--- Study questions ---
a) Do these statements agree with the forum post? (i) The earlier post asking for tapering advice was published on the fifth of May 2013. (ii) The loperamide tablets worked well for the writer this time. (iii) The writer plans to end the AH taper by the end of the month. Answer yes or no for each, quoting the deciding words.
b) Reproduce word for word the stretch of the forum post from "In this post" through "you are at.".
[Selected extract Boundary: Start]
In this post you're seen asking for advice on tapering between AH and kratom, the post was published on the fifth of May 2013, that is about nine months ago, NINE MONTHS, sorry brother I don't mean to insult you, but it seems like you basically artificially created your issues with opiates/opiods. I mean it feels like you looked for it, you willingly developed an addiction that wasn't there to beging with. You've been asking the same exact questions in the kratom thread as late as yesterday or the day before. Nine months mate, same place you are at.

I feel emphathy towards anybody who's having any sort of WD no matter the substance, hell I can be found whining about withdrawing from weak opiods myself and I'm sure some of the seasoned heroin addicts probably look at my post and say "why can't this wimp wog just grow a pair and stop whining to his mommy about kratom addiction, he doesn't know what real addiction is", and that's understandable.

So if there's somebody who felt for you that's defo me, but seriously after seeing that post from almost a year ago I started thinking that maybe you're just taking the piss, I mean just quit already, you've been going back and forth uselessy for so long man.

The question I have, is have you actually at any point felt any sort of WD symptoms? Because from what I gathered from your posts it seems like you originally went on Subutex in fear of having WDs from the AH, after a short term stint with it, chances are you could have probably went CT with no major issues and just dived deep into addiction because of a perceived chance of WD.

Look mate I ran out of kratom last week, took the usual dozens of loperamide tablets the first few days to reduce the bad feelings, didn't work too much this time though and I spent the weekend sweating, shivering and even puking on me ma's laundry :(

Got the AH yesterday, I wanted to try it recreationally so I did over 200mgs or so, today I only took about 100 and tomorrow I'm going for 75 followed by 50 the next day, I plan on ending the taper by the weekend, have a week off then voluntarely jump back on the kratom as I made a couple of orders. But I could probably stay off it. Every time I used loperamide to taper in the past I never stretched it beyond ten days, obviously I'm always coming off opiods on the weaker side of things but with all due respect you also didn't have a major habit with heavy duty opiates so I reckon our situations are comparable.

Quitting any sort of opiate/opiod will always entail a certain degree of pain, tapering is meant to reduce that not eliminate it, as that wouldn't be possible, but just get over with it, I reckon you should either admit to yourself that you're not going to quit and just keep on doing whatever opies you can get your hands on or listen to the advice that's been given to you dozens of times, over and over.

You need to go to Australia, I went there right after quitting etiz and kratom, trust me it wasn't fun initially, you need as much time as you can to re-adjust to not been on something daily, that's the hardest part, not even the quitting itself, but dealing with a whole day where you don't take anything, that's the real struggle. Quit now, like tomorrow, no more fucking around, sorry but if you keep on asking the same questions and then ignore whatever answer that's been given to you it becomes hard for people to take you seriously.
[Selected extract Boundary: End]
[Recorded information Boundary: Start]
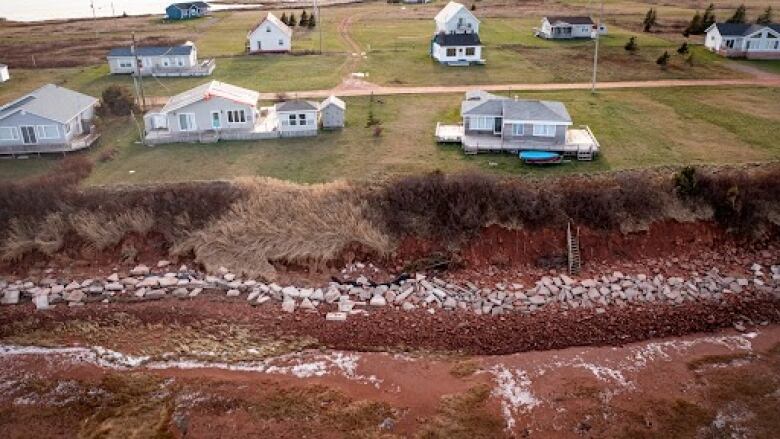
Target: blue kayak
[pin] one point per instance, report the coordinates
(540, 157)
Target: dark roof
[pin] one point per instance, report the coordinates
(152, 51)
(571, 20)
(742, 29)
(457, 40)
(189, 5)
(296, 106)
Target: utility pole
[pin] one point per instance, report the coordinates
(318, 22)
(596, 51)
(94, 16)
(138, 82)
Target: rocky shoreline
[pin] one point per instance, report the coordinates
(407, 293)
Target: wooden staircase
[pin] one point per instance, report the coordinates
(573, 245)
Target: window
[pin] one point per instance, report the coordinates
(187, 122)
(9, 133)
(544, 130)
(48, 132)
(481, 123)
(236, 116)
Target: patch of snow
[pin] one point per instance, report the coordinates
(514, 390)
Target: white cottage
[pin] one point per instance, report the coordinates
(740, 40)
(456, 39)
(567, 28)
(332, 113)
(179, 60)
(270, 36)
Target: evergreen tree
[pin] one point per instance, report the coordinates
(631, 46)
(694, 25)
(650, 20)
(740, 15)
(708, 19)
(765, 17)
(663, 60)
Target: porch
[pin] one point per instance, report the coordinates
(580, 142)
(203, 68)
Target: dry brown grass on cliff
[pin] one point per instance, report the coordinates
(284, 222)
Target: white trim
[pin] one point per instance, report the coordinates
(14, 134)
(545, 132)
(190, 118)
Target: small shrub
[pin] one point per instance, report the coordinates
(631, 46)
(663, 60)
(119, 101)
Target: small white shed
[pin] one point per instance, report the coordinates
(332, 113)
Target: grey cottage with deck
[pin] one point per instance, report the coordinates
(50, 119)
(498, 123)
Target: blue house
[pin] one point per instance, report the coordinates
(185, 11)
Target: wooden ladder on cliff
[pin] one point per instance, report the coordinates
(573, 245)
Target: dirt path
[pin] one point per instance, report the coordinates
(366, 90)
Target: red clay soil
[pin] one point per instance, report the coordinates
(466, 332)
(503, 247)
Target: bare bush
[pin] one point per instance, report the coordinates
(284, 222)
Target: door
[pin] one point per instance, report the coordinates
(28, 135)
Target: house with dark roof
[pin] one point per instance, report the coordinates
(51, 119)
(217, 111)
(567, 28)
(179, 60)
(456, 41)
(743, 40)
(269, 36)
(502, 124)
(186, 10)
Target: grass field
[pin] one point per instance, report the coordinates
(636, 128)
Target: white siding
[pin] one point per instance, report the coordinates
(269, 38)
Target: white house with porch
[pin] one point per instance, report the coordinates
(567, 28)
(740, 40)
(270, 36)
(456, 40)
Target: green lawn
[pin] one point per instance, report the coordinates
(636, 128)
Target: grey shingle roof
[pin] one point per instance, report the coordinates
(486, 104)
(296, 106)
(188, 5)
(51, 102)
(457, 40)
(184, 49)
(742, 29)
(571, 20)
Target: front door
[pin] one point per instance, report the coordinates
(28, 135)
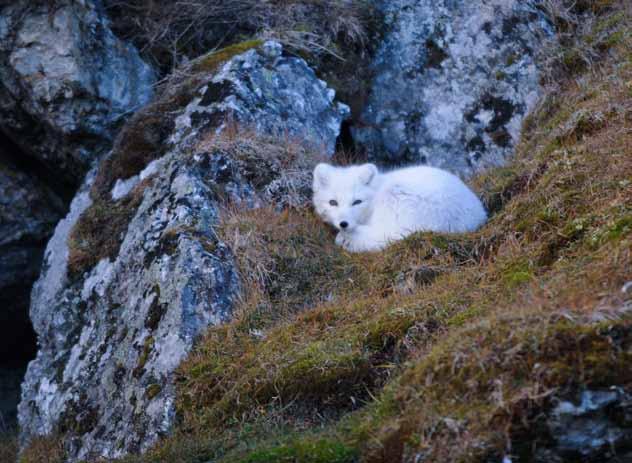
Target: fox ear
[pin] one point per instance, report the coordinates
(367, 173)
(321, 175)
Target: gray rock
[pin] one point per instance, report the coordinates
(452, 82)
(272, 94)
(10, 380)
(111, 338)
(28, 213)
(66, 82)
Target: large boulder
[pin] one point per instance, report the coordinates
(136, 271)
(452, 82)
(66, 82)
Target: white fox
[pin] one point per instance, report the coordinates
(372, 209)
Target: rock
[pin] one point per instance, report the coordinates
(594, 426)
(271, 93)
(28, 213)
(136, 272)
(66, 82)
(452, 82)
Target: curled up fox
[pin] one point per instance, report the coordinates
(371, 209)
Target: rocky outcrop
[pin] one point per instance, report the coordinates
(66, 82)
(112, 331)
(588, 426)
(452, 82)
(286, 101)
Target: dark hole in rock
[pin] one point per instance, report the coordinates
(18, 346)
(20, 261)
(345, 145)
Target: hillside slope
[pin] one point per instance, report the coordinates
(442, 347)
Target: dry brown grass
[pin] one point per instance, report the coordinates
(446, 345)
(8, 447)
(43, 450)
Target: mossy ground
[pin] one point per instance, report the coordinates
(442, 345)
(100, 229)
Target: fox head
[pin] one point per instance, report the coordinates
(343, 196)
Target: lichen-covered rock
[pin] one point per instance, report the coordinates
[Recorded information Boundary: End]
--- Solutions to each task ---
a)
(i) Yes: "the post was published on the fifth of May 2013"
(ii) No: "didn't work too much this time though"
(iii) No: "I plan on ending the taper by the weekend"

b)
In this post you're seen asking for advice on tapering between AH and kratom, the post was published on the fifth of May 2013, that is about nine months ago, NINE MONTHS, sorry brother I don't mean to insult you, but it seems like you basically artificially created your issues with opiates/opiods. I mean it feels like you looked for it, you willingly developed an addiction that wasn't there to beging with. You've been asking the same exact questions in the kratom thread as late as yesterday or the day before. Nine months mate, same place you are at.